== Requirement ==
Copy out only those lines running from the line with "locate: yellow banner" to the end of the listing, keeping each one exactly as it is.

== Information supplied ==
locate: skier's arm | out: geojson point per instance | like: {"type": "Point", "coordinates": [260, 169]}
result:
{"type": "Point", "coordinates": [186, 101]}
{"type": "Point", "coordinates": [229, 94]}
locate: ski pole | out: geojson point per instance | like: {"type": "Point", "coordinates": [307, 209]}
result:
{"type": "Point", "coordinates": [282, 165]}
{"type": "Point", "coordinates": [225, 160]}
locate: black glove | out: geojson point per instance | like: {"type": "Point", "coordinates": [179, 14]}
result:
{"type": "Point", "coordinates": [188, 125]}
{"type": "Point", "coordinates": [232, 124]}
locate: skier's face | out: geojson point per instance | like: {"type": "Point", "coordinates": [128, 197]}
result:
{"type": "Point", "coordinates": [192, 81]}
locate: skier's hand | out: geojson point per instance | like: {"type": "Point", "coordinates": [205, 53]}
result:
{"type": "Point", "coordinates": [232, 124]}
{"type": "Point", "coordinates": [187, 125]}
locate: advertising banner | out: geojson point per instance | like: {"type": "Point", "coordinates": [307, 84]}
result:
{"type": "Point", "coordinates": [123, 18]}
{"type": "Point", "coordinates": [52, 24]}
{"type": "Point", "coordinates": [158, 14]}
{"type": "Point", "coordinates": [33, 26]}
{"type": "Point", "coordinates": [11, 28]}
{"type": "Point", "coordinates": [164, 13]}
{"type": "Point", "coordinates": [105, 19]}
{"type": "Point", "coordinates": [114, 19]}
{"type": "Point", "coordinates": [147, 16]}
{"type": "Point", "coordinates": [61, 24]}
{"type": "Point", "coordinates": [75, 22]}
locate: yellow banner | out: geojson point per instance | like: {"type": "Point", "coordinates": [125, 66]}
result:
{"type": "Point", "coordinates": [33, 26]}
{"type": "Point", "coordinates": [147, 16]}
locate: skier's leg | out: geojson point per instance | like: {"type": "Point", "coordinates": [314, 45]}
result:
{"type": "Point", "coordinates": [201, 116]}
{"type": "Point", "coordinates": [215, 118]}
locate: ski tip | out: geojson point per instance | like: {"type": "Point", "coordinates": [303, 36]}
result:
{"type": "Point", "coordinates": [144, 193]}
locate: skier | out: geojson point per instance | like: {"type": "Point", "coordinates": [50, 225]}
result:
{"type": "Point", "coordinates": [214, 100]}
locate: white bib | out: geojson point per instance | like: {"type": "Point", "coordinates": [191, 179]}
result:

== Task output ==
locate: yellow banner | out: geojson point per instance | like: {"type": "Point", "coordinates": [125, 66]}
result:
{"type": "Point", "coordinates": [33, 26]}
{"type": "Point", "coordinates": [147, 16]}
locate: skier's leg | out: geojson point per instance | like: {"type": "Point", "coordinates": [314, 45]}
result:
{"type": "Point", "coordinates": [201, 116]}
{"type": "Point", "coordinates": [215, 118]}
locate: ski tip | out: geojson point per instance | like: {"type": "Point", "coordinates": [303, 36]}
result:
{"type": "Point", "coordinates": [144, 193]}
locate: skier | out: geojson point per instance | like: {"type": "Point", "coordinates": [50, 225]}
result:
{"type": "Point", "coordinates": [214, 100]}
locate: white bib | out: geojson point per instance | like: {"type": "Point", "coordinates": [191, 179]}
result:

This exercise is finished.